Records for this task: Begin
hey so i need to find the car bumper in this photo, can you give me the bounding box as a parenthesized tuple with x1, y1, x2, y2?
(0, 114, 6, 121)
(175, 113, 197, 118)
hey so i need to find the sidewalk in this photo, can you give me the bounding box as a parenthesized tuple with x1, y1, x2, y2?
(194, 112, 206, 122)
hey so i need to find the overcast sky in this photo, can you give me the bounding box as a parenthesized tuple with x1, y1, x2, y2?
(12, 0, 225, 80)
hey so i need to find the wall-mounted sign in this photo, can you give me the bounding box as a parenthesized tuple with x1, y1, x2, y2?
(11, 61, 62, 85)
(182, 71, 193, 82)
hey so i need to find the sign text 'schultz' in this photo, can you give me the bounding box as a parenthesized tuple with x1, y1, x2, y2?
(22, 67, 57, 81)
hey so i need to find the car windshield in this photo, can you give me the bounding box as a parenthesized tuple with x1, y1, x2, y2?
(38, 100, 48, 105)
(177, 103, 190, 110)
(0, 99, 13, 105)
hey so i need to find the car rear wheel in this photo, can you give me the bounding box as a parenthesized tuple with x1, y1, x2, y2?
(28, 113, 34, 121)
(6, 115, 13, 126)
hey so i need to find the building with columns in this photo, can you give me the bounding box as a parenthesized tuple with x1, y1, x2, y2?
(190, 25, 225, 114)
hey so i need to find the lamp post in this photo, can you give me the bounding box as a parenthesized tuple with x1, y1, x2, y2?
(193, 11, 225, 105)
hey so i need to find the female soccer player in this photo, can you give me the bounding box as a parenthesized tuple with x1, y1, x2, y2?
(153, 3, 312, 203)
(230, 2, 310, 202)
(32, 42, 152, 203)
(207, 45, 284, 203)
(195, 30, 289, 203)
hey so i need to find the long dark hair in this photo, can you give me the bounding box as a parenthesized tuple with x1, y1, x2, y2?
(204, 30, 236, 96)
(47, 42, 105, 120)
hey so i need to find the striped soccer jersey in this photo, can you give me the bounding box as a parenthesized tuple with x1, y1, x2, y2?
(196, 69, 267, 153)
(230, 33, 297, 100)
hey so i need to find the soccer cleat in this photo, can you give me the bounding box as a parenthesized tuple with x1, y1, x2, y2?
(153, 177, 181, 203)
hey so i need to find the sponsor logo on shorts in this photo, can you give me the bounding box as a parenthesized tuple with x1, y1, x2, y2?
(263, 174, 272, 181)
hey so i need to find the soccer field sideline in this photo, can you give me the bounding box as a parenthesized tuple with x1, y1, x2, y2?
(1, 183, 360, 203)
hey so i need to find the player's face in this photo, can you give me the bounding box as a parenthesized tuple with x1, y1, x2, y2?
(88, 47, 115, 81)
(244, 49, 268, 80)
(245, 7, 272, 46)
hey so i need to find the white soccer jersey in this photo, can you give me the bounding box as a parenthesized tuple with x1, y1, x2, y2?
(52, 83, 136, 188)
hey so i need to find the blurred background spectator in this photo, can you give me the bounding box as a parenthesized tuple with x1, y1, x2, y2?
Records for this task: End
**Description of the task:** Print out the complete data above, character for character.

**Your solution:**
hey so i need to find the car bumper in this photo, can you give me the bounding box as a parenthesized tuple with x1, y1, x2, y2?
(0, 114, 6, 121)
(175, 113, 197, 118)
hey so i need to find the sidewalk in this photo, can you give me the bounding box as a parenthesized tuple with x1, y1, x2, y2?
(194, 112, 206, 122)
hey so i need to find the overcast sky in this photo, can you give me the bounding box as a parenthesized tuple with x1, y1, x2, y2?
(12, 0, 225, 80)
hey so i need to find the wall-mounted sign in this photo, can you give me the bounding box as a parenthesized tuple with x1, y1, x2, y2?
(11, 61, 62, 85)
(182, 71, 193, 82)
hey so i need to find the sign text 'schultz' in this photo, can you give me the bounding box as a parenthesized tuple with x1, y1, x2, y2?
(22, 67, 57, 81)
hey so i need to find the car windshield in this photo, can you give me the bounding box as a parenthesized tuple with x1, y1, x2, y2?
(38, 100, 48, 105)
(177, 103, 190, 110)
(0, 99, 13, 105)
hey so i need to find the car rear wheel in this photo, can you give me the bounding box as a parenthesized tuple with x1, y1, x2, y2?
(28, 113, 34, 121)
(6, 115, 13, 126)
hey so i need to find the building with columns in this photo, can you give me the bounding box as a parenthesized tuple with x1, y1, x2, y2?
(190, 25, 225, 114)
hey so i need to find the lamp post in this photo, can you give me the bounding box as a parenthesized tuple with x1, y1, x2, y2?
(193, 11, 225, 105)
hey so i need to find the female soccer player in this photo, can you give me the bounding box as a parenthesized tuple with x1, y1, x2, y2?
(153, 3, 312, 203)
(230, 2, 310, 202)
(32, 42, 152, 203)
(207, 45, 284, 203)
(195, 30, 289, 203)
hey so i need to find the long dark hair in this photo, can you give me the bounding box as a parenthesized tuple with x1, y1, x2, y2?
(204, 30, 236, 96)
(47, 42, 105, 120)
hey so i need to find the striped soccer jersey in this photo, can you give me the bounding box as a parenthesized tuple with x1, y1, x2, y2?
(196, 69, 267, 153)
(230, 33, 297, 100)
hey so i need to find the soccer cleat in this photo, can you give me the bounding box as a parenthesized tuple with x1, y1, x2, y2?
(153, 177, 181, 203)
hey so i need to find the sponsor logo on shorts in this photo, can you give me the bounding box as a parenthesized tuple with x1, y1, x2, y2?
(263, 174, 272, 181)
hey so i need to find the soccer field sideline in this photo, can you give me the bounding box as a parenthesized tuple with x1, y1, x2, y2?
(1, 183, 360, 203)
hey so i need to find the player's face in this photo, can you give me the bounding box as a parenthesized tuple with x1, y1, x2, y2?
(88, 47, 115, 81)
(244, 49, 268, 80)
(245, 7, 272, 46)
hey so i need to find the white soccer jersey in this photo, can you give me the bounding box as a parenthesized tuple with x1, y1, x2, y2?
(52, 83, 136, 188)
hey so i need to find the blurred background spectator in this photo, can you give me the bounding box as a parenthesized tuple with x1, y1, x2, y2?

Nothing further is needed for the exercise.